Rows from a dataset
********

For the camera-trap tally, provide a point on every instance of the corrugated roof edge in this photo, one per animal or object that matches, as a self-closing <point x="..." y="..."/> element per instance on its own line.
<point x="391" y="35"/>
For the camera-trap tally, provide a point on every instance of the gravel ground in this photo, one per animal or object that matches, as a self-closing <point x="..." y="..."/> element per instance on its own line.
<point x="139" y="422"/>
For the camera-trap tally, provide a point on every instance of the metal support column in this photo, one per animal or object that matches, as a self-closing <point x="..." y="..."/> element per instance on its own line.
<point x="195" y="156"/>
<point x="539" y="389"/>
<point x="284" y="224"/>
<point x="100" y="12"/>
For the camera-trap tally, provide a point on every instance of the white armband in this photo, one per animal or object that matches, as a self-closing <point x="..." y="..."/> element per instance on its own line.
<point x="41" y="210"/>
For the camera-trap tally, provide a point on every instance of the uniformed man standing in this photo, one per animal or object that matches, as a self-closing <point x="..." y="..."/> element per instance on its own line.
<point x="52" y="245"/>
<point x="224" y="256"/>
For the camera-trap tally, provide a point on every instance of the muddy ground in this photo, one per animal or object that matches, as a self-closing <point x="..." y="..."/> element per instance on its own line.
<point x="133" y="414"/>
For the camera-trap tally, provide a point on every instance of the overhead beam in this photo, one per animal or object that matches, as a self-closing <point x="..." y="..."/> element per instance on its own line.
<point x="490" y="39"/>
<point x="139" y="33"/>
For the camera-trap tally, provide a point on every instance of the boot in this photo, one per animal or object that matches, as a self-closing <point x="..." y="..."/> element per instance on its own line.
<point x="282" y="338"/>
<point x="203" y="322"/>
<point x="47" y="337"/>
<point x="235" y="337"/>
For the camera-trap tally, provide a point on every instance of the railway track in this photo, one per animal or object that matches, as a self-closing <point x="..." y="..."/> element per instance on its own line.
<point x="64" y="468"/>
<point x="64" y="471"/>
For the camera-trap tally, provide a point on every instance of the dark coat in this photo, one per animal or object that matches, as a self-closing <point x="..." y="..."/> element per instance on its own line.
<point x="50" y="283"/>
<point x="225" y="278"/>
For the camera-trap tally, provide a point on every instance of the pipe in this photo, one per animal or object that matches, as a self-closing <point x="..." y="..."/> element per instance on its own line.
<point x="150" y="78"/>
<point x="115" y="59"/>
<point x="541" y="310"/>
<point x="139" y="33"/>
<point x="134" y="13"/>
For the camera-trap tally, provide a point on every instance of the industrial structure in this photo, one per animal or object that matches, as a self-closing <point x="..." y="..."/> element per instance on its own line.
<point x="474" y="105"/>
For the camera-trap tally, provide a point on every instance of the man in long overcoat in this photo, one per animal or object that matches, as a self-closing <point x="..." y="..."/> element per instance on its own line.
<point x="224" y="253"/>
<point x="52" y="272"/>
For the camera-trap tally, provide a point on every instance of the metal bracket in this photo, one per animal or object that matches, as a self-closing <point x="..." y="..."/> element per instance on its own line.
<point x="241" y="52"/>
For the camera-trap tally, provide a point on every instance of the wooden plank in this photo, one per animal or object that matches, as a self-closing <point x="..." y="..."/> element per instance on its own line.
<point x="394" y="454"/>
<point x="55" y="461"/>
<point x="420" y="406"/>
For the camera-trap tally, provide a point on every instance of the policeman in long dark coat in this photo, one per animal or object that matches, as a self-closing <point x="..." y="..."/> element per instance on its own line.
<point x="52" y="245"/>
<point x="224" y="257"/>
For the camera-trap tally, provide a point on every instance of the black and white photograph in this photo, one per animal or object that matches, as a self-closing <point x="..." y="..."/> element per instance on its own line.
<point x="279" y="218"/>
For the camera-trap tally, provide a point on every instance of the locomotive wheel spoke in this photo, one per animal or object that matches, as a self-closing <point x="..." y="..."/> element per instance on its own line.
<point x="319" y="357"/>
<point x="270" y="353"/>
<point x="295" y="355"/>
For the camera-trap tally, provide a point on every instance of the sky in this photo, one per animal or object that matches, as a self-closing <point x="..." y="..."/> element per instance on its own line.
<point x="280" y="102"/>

********

> [Required work]:
Express all the rows above as a two-column CSV with the header columns request and response, giving one line per request. Put each request's text and its full answer in separate double-quoted fields, with any line breaks changed to spaces.

> [Exercise result]:
request,response
"For the camera-trap tally, provide a point on every instance of the corrugated roof edge in this photo, one per animal or object that matches, as a self-closing <point x=""..."" y=""...""/> element per instance on its own line.","<point x=""391"" y=""35""/>"
"For the camera-trap tally, provide a point on every instance of the gravel ground in this photo, one per animal or object that matches, as a self-closing <point x=""..."" y=""...""/> element per instance on its own line.","<point x=""139"" y=""422""/>"
"For the camera-trap tally, provide a point on every instance of the metal support column in this photo, one per animal or object that matches, as a self-closing <point x=""..."" y=""...""/> element per instance on its own line.","<point x=""195"" y=""156""/> <point x=""539"" y=""389""/> <point x=""284"" y=""224""/> <point x=""100"" y=""12""/>"
"For the camera-trap tally, provide a point on every instance of the white armband in this photo, one per animal or object that matches, as a self-closing <point x=""..."" y=""...""/> element per instance on its own line.","<point x=""41"" y=""210""/>"
"For the camera-trap tally, provide a point on every instance of the uniformed man standing in this photo, one per animal or object that matches, as a self-closing <point x=""..."" y=""...""/> element per instance on its own line.","<point x=""52"" y=""245""/> <point x=""224"" y=""256""/>"
"For the camera-trap tally, provide a point on every instance of the muddy ground in this photo, one per animal or object that matches, as a self-closing <point x=""..."" y=""...""/> element per instance on its own line.","<point x=""133"" y=""414""/>"
"For the camera-trap tally, provide a point on every instance of the overhead beam in this photo, one per animal or object that matches, as a self-closing <point x=""..."" y=""...""/> element per instance on its own line.","<point x=""490"" y=""39""/> <point x=""139"" y=""33""/>"
"For the camera-trap tally, provide a point on every instance of the boot in this photo, one per animal or object that matches, as a self-closing <point x=""..."" y=""...""/> element per instance on its own line.","<point x=""282"" y=""338""/> <point x=""203"" y=""322""/> <point x=""47"" y=""337""/> <point x=""235"" y=""337""/>"
"For the camera-trap tally, provide a point on every instance of the railway track in this photo, one per animal or object that matches, as a self-closing <point x=""..."" y=""...""/> element per instance on its own line.","<point x=""64"" y=""468""/> <point x=""64"" y=""471""/>"
"For the camera-trap tally, provide a point on every instance of the dark coat in this photo, one per animal or object that matches, as a self-closing <point x=""..."" y=""...""/> element per instance on its own line.","<point x=""50"" y=""283""/> <point x=""225"" y=""278""/>"
"For the camera-trap tally, provide a point on every instance of the pipe in this photo, one per animal or object that matches, as a self-closing <point x=""..."" y=""...""/> element per instance on its own line.","<point x=""150"" y=""78""/> <point x=""115"" y=""59""/> <point x=""541"" y=""310""/> <point x=""139"" y=""33""/> <point x=""134"" y=""13""/>"
"For the camera-trap tally, provide a point on every instance of the industrial structure in this photo, one per animal or object that matches, as a self-closing <point x=""..."" y=""...""/> element per instance on its own line.","<point x=""474"" y=""105""/>"
"For the camera-trap tally, provide a point on every instance of the man in long overcoat in this photo, one per animal or object that matches, as a self-closing <point x=""..."" y=""...""/> element per instance on its own line.","<point x=""224"" y=""253""/> <point x=""52"" y=""272""/>"
"For the camera-trap tally, provide a point on every instance of the metal bracket in this photo, one per animal or object that matches, as a self-closing <point x=""..."" y=""...""/> element per instance on its own line.","<point x=""241"" y=""52""/>"
"For the camera-trap tally, provide a point on every instance of the wooden plank in this photo, one per animal or object that matches, as a self-closing <point x=""..."" y=""...""/> element per instance on its own line.","<point x=""394"" y=""454""/> <point x=""55"" y=""461""/> <point x=""420"" y=""406""/>"
"For the camera-trap tally, provide a point on every instance of the policeman in long dark coat in this photo, one per animal or object that matches, as a self-closing <point x=""..."" y=""...""/> element per instance on its own line.","<point x=""52"" y=""245""/> <point x=""224"" y=""257""/>"
"For the camera-trap tally, provide a point on every instance of the black and white photograph in this photo, one per animal or object that matches, as a self-closing <point x=""..."" y=""...""/> element per instance on its own line.","<point x=""279"" y=""218""/>"
"For the camera-trap tally, provide a point on every instance of the locomotive wheel spoke in this photo, one per animal or object that matches, as a self-closing <point x=""..."" y=""...""/> element per instance on its own line.","<point x=""319"" y=""357""/> <point x=""270"" y=""353""/> <point x=""295"" y=""355""/>"
"For the camera-trap tally, provide a point on every instance of the sky in this photo, one per animal or object that matches, as a self-closing <point x=""..."" y=""...""/> element per instance on its own line.","<point x=""280"" y=""102""/>"